START Provided records

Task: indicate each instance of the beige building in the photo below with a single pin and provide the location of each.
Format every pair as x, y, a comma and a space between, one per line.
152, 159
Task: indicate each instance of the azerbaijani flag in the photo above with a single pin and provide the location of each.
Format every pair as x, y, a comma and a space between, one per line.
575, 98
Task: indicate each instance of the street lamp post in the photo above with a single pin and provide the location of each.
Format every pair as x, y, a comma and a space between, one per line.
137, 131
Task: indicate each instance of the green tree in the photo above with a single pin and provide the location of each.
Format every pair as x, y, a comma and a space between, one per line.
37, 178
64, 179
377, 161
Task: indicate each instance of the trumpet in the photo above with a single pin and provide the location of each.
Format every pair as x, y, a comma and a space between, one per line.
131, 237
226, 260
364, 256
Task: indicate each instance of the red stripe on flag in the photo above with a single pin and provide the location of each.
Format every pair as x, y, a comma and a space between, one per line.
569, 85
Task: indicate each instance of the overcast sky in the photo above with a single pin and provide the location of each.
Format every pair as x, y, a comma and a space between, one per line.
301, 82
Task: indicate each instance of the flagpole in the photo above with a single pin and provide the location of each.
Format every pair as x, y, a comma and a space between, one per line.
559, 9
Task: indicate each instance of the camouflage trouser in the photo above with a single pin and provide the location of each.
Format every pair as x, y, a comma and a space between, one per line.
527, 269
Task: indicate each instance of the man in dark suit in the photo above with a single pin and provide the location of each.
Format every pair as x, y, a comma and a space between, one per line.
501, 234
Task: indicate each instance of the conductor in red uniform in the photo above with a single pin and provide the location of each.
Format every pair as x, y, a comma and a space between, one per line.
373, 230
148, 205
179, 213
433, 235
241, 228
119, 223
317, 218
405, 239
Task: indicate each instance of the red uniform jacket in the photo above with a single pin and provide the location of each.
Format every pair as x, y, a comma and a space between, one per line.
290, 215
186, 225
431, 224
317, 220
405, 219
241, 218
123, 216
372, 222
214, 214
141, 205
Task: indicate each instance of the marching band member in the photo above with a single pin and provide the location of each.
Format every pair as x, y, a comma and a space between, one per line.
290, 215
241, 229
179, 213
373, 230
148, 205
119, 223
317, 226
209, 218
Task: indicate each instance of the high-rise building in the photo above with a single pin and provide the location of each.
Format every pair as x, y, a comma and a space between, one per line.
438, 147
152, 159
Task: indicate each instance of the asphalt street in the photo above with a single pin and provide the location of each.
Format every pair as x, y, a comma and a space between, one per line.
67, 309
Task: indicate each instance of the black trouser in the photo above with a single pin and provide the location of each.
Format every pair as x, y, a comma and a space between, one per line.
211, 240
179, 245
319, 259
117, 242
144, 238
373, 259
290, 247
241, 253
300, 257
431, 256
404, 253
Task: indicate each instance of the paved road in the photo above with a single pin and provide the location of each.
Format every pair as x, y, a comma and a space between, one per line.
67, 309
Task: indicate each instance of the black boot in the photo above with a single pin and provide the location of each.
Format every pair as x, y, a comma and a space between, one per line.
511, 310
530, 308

END Provided records

Exercise directions >> Copy out the full material exactly as it appears.

Expected answer >>
Task: indicate each instance of the beige building in the photo below with a single pin and provide the location of each.
Format every pair as x, y, a comma and a space between, one per line.
152, 159
Task: indicate each instance of the azerbaijani flag in the photo above with a single pin and provide the location of each.
Format every pair as x, y, a comma and a space between, one per line.
575, 98
Task: indicate each instance of the street lamp post in the photo above with a single pin and provide the location of each.
Format every pair as x, y, a comma and a space between, one per line.
137, 131
Task: indicate each instance of the green tree in the photo above with a single pin and provide the location of each.
Format every pair as x, y, a comma and a space between, one per line.
37, 178
64, 179
377, 161
Task: indicate each instance of the trumpet in the photo above with a single pin and provide the location of each.
Format every pair as x, y, a comma and a space between, one per line.
131, 237
226, 260
364, 256
Task: indicate each instance of the red stripe on flag in the photo above with a single pin and provide the location of each.
Format every pair as x, y, a comma and a space between, one per line.
569, 85
Task: indicate each instance of the overcast sky in the photo above with a single pin and provide the location of each.
Format every pair as x, y, a comma and a space between, one per line.
301, 82
Task: indicate each instance of the flagpole in the photo above with a single pin and provide the location of each.
Format every pair as x, y, a comma and a space between, one per line.
559, 9
Task: indicate each instance of the camouflage trouser in the photo above with a single pin and provide the location of each.
Format every pair as x, y, a comma and a space between, one per line.
527, 269
Task: indicate each instance of the man in dark suit in the photo above with a single pin and provide the location of each.
Format every pair as x, y, a comma and a space between, one per line.
501, 234
Task: indicate each instance of the conductor in red uniform in the photo above with a single pin and provide the location of each.
Format every pair as x, y, a comma and a space between, one per line.
373, 230
148, 205
179, 213
433, 235
241, 228
119, 223
317, 218
405, 239
Task: indicate each instance of the red uniform jacket in the photo above with a single pin and provide the location of each.
Format every pair as x, y, a comma and a space between, one per line.
290, 215
186, 225
431, 224
317, 220
405, 219
241, 218
123, 216
372, 222
214, 214
141, 205
Task: indicate each instance of the marching band member in the photo above with a single pin and provide the location of each.
Format every pair as x, y, a comma and a space between, one per line.
290, 215
241, 229
179, 213
373, 230
148, 205
119, 223
317, 226
209, 218
Task: indicate each instance of the high-rise building in the photo above with a single pin and provide the location of each.
Format every pair as x, y, a comma and a space between, one per line.
438, 147
152, 159
Task: indicate each instance of the asphalt street in the photo above with a single pin and provide the location of each.
Format every pair as x, y, a comma and a space between, one per line.
67, 309
Task: indicate each instance of the black trouser in the photo above with a single pin and provide the location of each.
Format every pair as x, y, a comma and a space between, one per line.
211, 240
179, 245
319, 259
117, 242
144, 238
373, 259
290, 247
241, 253
300, 257
431, 256
404, 253
Task: indicate each instance of the paved road in the photo above with a single pin and provide the location of each.
Format every pair as x, y, a comma and a space between, one per line.
67, 309
Task: indicate each instance of the black boot in the photo above with a single pin and provide the location of each.
Format every pair as x, y, a comma and a space between, one per line.
511, 310
530, 308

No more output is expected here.